* BEGIN Supplied material *
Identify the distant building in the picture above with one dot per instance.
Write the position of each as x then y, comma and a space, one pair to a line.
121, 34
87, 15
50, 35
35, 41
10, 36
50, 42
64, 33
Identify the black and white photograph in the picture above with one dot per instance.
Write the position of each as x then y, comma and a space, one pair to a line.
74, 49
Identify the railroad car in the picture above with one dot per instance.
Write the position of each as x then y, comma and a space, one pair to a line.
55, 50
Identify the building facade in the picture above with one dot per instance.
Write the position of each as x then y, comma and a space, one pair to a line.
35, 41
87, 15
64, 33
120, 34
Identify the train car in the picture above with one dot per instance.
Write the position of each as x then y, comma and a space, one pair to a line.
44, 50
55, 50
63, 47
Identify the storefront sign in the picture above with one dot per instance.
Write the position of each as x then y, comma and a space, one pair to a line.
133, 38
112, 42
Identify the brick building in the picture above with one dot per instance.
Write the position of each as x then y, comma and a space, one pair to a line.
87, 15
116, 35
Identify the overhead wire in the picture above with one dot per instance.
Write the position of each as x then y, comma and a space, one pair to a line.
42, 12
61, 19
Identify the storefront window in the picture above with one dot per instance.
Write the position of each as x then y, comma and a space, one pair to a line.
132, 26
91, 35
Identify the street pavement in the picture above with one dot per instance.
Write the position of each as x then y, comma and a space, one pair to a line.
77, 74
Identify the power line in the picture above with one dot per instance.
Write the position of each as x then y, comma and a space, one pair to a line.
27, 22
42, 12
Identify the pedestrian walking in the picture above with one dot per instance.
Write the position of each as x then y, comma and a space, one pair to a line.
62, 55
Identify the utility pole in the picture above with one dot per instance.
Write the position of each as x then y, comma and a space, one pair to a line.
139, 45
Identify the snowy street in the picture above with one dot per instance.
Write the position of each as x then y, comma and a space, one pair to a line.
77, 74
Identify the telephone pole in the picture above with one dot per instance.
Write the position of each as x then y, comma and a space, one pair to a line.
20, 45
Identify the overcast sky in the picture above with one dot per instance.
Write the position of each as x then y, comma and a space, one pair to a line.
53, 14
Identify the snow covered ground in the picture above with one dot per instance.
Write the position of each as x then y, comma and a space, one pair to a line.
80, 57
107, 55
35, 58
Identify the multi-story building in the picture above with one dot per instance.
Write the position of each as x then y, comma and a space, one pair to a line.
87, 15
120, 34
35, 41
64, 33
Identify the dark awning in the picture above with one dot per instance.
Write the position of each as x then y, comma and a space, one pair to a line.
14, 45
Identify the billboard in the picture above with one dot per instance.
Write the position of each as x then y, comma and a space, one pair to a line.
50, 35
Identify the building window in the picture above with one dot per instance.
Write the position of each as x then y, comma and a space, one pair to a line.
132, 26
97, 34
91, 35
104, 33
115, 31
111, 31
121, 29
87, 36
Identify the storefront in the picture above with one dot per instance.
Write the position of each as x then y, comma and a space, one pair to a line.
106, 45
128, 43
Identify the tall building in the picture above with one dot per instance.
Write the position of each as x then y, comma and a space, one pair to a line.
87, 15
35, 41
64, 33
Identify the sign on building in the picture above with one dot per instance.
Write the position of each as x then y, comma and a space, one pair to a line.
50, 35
* END Supplied material *
* BEGIN Supplied material *
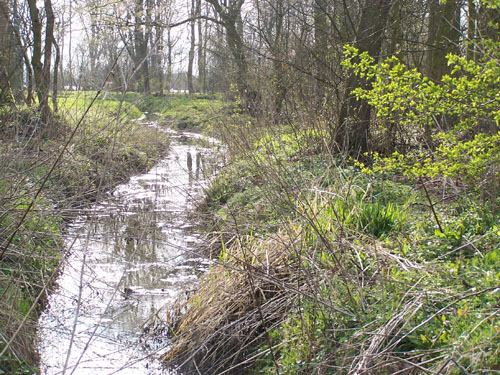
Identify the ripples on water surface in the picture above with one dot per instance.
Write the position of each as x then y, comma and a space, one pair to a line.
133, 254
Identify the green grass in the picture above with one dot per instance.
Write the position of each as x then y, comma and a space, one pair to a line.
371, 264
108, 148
* END Supplied material *
* BEGIN Supplied material *
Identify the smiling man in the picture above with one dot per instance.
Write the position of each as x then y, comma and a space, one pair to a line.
* END Supplied material *
Instructions for the task: Locate each line in the material above that contains the word "sign" and copy every such line in full.

Expected answer:
Identify the storefront sign in the picture above with one dot per instance.
Identify the sign on building in the picture above with one dot per instance.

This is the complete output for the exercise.